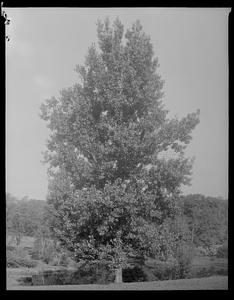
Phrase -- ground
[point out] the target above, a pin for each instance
(205, 283)
(209, 283)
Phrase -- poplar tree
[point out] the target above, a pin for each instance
(110, 185)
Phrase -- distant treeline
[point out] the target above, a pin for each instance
(204, 219)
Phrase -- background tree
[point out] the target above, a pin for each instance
(108, 183)
(207, 219)
(23, 217)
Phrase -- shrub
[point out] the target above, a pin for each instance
(184, 256)
(134, 274)
(19, 258)
(165, 270)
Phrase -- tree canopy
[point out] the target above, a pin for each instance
(110, 185)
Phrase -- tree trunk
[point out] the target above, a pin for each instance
(118, 275)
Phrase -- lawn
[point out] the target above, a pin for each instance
(209, 283)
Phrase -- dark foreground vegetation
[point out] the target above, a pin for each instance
(31, 247)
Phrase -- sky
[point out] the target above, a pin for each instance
(47, 43)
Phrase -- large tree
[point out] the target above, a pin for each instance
(110, 185)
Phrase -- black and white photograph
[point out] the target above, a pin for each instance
(117, 148)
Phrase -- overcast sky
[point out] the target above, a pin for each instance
(45, 46)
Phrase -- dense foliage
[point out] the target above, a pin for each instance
(206, 219)
(110, 185)
(24, 217)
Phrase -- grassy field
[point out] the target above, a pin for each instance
(214, 281)
(209, 283)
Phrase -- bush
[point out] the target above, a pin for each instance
(19, 258)
(46, 253)
(222, 251)
(165, 270)
(134, 274)
(184, 256)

==============================

* **WRITTEN INSTRUCTION**:
Output all of the lines above exactly as they appear, leaving out the pictures.

* **TASK SOLUTION**:
Phrase -- ground
[point out] the target above, a pin for each instance
(205, 283)
(209, 283)
Phrase -- poplar tree
[point out] the target above, a pin for each instance
(110, 185)
Phrase -- distant treeline
[point out] the target above, a pin for each instance
(204, 219)
Phrase -- background tree
[point out] the target above, a pin for each instance
(108, 183)
(207, 219)
(23, 217)
Phrase -- shrub
[point out] the target above, a pin for each instance
(184, 256)
(134, 274)
(19, 258)
(165, 270)
Phrase -- tree canopy
[point out] the target above, a pin for each instance
(110, 185)
Phrase -- tree trunk
[point out] the target above, a pin for each instance
(118, 275)
Phrase -- lawn
[point out] the target above, a pin for each instance
(209, 283)
Phrase -- dark foreground vegetation
[point out] the target above, a pin for each instance
(31, 247)
Phrase -- sky
[point out] the target above, a pin for each instance
(47, 43)
Phrase -- large tree
[point out] the target above, a pin for each instance
(110, 185)
Phrase -- black and white photograph
[point out] the target above, a pin for each instance
(117, 148)
Phrase -- overcast sky
[point out] the target above, a pin for each instance
(45, 46)
Phrase -- dense foliage
[point out] the target above, a pin for each instance
(206, 219)
(110, 185)
(24, 217)
Phrase -- grassy field
[point out] the target above, a pin for each instance
(214, 281)
(209, 283)
Phrase -- bush
[point out] the target above, a pin for each instance
(19, 258)
(46, 253)
(222, 251)
(165, 270)
(134, 274)
(184, 256)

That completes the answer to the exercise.